--- ЧТО НУЖНО СДЕЛАТЬ ---
[a] Замените «волейбол» на «футбол» во фрагменте текста о конном спорте, который начинается со слов «Убедился, я и» и заканчивается словами «хорошо физически закаленным.», и приведите этот фрагмент полностью.
[b] Продолжите текст о конном спорте, начав сразу после его последнего предложения.

--- ТЕКСТ ---
┄┄┄┄┄┄┄┄┄┄
Лошади, работающей по высшей школе верховой езды, очень полезно прыгать, так как прыжки усиливают мускулатуру ее бедер и ног.

Мастер спорта пятикратный чемпион Советского Союза Николай Ситько, мастер спорта неоднократный чемпион Советского Союза Антон Жагоров также прошли через троеборье, конкуры, вольтижировку, джигитовку.

Убедился, я и в том, как необходимо спортсмену-коннику ходить на лыжах, бегать на коньках, плавать, бегать, играть в волейбол, баскетбол.

Во время проведения сборов, как правило, между спортсменами устраиваются состязания по бегу на 100 и 1000 метров и другим видам легкой атлетики. Спортсмен-конник должен быть выносливым, а следовательно, хорошо физически закаленным.

Работать с лошадью может только тот человек, у которого трезвая голова и горячее сердце. Это значит, что он умеет держать себя в руках, не разрешает "предстартовой лихорадке" взять над собой верх и во время выступления становится спокойным.
┄┄┄┄┄┄┄┄┄┄
--- ФРАГМЕНТ ДАННЫХ ---
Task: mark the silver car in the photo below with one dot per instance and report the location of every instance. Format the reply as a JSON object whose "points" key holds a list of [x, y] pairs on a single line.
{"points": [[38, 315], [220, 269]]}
┄┄┄┄┄┄┄┄┄┄
--- СПИСОК ОТВЕТОВ ---
[a]
Убедился, я и в том, как необходимо спортсмену-коннику ходить на лыжах, бегать на коньках, плавать, бегать, играть в футбол, баскетбол.

Во время проведения сборов, как правило, между спортсменами устраиваются состязания по бегу на 100 и 1000 метров и другим видам легкой атлетики. Спортсмен-конник должен быть выносливым, а следовательно, хорошо физически закаленным.

[b]
Если же всадник начинает нервничать - провал ему обеспечен.

Еще одно правило, которое я заучил с первых выступлений по выездке: вырабатывать в себе глубокую, непринужденную, красивую посадку надо сразу. Точка зрения некоторых спортсменов, что на тренировках можно сидеть на лошади как угодно, а на соревнованиях показать себя во всей красе, не только ошибочна, но и вредна.

Лошадь привыкает к посадке всадника, приспосабливается к центру тяжести его корпуса. Если на выступлении всадник переменит посадку-центр тяжести корпуса уйдет с привычного для лошади места, да и шенкеля не будут там, где лошадь привыкла их ощущать. Эти перемещения будут лошадь сбивать, она начнет нервничать и, конечно, плохо выступит.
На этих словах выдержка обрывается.